*INFORMATION SHOWN:*
**********
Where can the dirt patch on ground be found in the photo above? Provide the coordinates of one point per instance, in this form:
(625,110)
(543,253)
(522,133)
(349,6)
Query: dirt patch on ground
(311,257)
**********
*PROBLEM TO WORK ON:*
The full listing above needs to be output exactly.

*RESULT OF THIS EXERCISE:*
Where can the dirt patch on ground be found in the photo above? Provide the coordinates of one point per instance, in this form:
(625,110)
(543,253)
(522,133)
(349,6)
Query: dirt patch on ground
(311,257)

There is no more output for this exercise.